PAGE TEXT.
This is a prerelease version.

View latest

Configuring Jobs

Before submitting a job to a cluster, you can configure its name, whether to record metrics, and how it behaves when cluster members fail.

Job Configuration Options

These are the available configuration options for jobs.

Option Usage Allowed Value Default Value

processingGuarantee

Set the strategy for taking snapshots of running jobs.

Snapshots use additional in-memory storage.

NONE

AT_LEAST_ONCE

EXACTLY_ONCE

Depends on the source or sink.

snapshotIntervalMillis

Set the interval in milliseconds between each snapshot. This interval is only relevant if the processingGuarantee setting is not NONE.

positive INT

10000

autoScaling

Enable jobs to scale automatically when new members are added to the cluster or existing members are removed from the cluster.

boolean

true

splitBrainProtectionEnabled

In case of a network partition, enable a job to continue running only on the cluster quorum.

boolean

false

suspendOnFailure

Sets what happens when a job execution fails.

  • If enabled, the job will be suspended on failure. A snapshot of the job’s computational state will be preserved. You can update the configuration of a suspended job and resume it programmatically or using SQL.

  • If disabled, the job will be terminated and the job snapshots will be deleted.

boolean

true

initialSnapshotName

Name the snapshot from which to start the job.

string

''

Setting the Job Name

Each job has a cluster-wide unique ID and an optional name. Only one job with the same name can be running in the cluster at the same time.

  • Java

  • SQL

JobConfig.setName('myJob');
When a job is already running with the same name, the newly submitted one will fail. You can avoid this by using the JetService.newJobIfAbsent() method.
CREATE JOB myJob

Setting a Processing Guarantee for Streaming Jobs

When you set a processing guarantee that isn’t NONE, Hazelcast takes distributed snapshots of your jobs. The distributed snapshot algorithm works by sending barriers down the event stream which upon receiving causes the Jet processors to save their state as a snapshot. Snapshots are saved in-memory in map backups and replicated across the cluster.

For details of the distributed snapshot algorithm, see Distributed Snapshot

Since a processor can have multiple inputs, it must wait until the barrier is received from all inputs before taking a snapshot. The difference between AT_LEAST_ONCE and EXACTLY_ONCE lies in how the processor handles the barrier. With the AT_LEAST_ONCE option, the processor can continue to process items from inputs which have already received the barrier. This strategy results in lower latency and higher throughput overall, with the caveat that some items may be processed twice after a restart:

  • NONE: No snapshots will be taken and upon a restart due to cluster change, the job will be restarted as if it was started from scratch.

EXERCISE TASK A. According to the job configuration page, what is the default value of snapshotIntervalMillis?

PROVIDED RECORDS.
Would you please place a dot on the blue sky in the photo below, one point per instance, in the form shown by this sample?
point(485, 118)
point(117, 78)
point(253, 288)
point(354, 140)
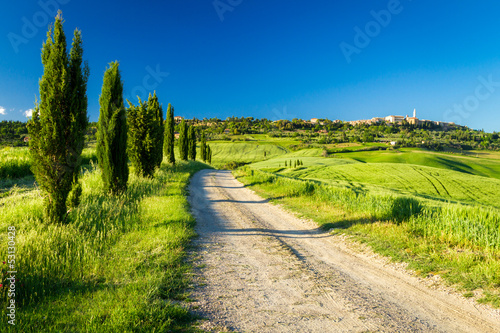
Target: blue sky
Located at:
point(343, 60)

EXERCISE TASK B. Retype the entry above line for line, leaving out the picture.

WORKED ANSWER A. 10000

WORKED ANSWER B.
Would you please place a dot on the blue sky in the photo below, one point per instance, in the form shown by this sample?
point(485, 118)
point(117, 78)
point(253, 288)
point(354, 140)
Target: blue sky
Located at:
point(343, 60)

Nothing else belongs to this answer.